Volte a escrever, sem qualquer alteração, o trecho do texto sobre a Santa Missa que abre com as palavras que contêm "Queremos o bem, a" e fecha com "vida no Calvário.".

### SEGMENTO DO DOCUMENTO
========================================

O Sacrifício do Calvário é uma prova infinita da generosidade de Cristo. Nós - cada um de nós - somos sempre muito interesseiros; mas Deus Nosso Senhor não se importa de que na Santa Missa ponhamos diante dEle todas as nossas necessidades. Quem não tem coisas a pedir? Senhor, aquela doença... Senhor, esta tristeza... Senhor, essa humilhação que não sei suportar por amor de Ti...

Queremos o bem, a felicidade e a alegria das pessoas da nossa casa; oprime-nos o coração a sorte dos que padecem fome e sede de pão e de justiça; dos que sentem a amargura da solidão, dos que, no termo dos seus dias, não recebem um olhar de carinho nem um gesto de ajuda. Mas a grande miséria que nos faz sofrer, a grande necessidade a que queremos pôr remédio é o pecado, o afastamento de Deus, o risco de que as almas se percam para toda a eternidade. Levar os homens à glória eterna no amor de Deus: esta é a nossa aspiração fundamental ao celebrarmos a Missa, como o foi a de Cristo ao entregar a sua vida no Calvário.
Acostumemo-nos a falar com esta sinceridade ao Senhor, quando desce, Vítima inocente, até às mãos do sacerdote. A confiança no auxílio do Senhor dar-nos-á essa delicadeza de alma que se traduz sempre em obras de bem e de caridade, de compreensão, de profunda pelos que sofrem e pelos que vivem artificialmente, fingindo uma satisfação oca, tão falsa, que depressa se converte em tristeza.

========================================

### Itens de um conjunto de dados
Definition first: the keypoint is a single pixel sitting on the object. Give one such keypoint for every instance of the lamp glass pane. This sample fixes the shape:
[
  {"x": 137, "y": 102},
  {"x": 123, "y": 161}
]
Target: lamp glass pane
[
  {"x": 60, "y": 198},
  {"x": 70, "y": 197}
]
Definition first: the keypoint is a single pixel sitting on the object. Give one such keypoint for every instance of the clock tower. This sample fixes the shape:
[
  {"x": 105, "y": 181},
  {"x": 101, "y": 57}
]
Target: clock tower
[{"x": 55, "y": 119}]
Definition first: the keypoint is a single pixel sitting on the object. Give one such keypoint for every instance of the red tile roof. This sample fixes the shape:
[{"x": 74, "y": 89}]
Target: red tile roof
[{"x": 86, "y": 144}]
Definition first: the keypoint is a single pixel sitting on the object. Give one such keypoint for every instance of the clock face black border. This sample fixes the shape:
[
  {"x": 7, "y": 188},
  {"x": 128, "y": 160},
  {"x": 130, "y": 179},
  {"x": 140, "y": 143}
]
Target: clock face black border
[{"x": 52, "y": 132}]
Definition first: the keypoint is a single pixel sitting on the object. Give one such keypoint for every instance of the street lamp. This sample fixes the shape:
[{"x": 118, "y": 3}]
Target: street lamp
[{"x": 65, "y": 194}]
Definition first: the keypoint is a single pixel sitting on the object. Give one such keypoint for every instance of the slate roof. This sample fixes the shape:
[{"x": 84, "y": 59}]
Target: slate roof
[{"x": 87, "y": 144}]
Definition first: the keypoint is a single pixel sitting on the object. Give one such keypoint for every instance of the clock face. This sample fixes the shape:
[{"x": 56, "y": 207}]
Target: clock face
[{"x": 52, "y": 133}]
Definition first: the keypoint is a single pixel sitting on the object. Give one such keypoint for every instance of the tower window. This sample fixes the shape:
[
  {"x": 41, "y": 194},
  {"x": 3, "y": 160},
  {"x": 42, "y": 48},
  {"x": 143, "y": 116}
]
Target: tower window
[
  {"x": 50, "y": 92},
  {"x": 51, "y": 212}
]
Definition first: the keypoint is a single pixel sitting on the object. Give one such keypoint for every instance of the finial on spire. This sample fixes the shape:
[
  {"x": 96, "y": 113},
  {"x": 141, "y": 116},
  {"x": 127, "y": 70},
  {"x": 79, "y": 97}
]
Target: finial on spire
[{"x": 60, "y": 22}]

========================================

### RESPOSTA À TAREFA
Queremos o bem, a felicidade e a alegria das pessoas da nossa casa; oprime-nos o coração a sorte dos que padecem fome e sede de pão e de justiça; dos que sentem a amargura da solidão, dos que, no termo dos seus dias, não recebem um olhar de carinho nem um gesto de ajuda. Mas a grande miséria que nos faz sofrer, a grande necessidade a que queremos pôr remédio é o pecado, o afastamento de Deus, o risco de que as almas se percam para toda a eternidade. Levar os homens à glória eterna no amor de Deus: esta é a nossa aspiração fundamental ao celebrarmos a Missa, como o foi a de Cristo ao entregar a sua vida no Calvário.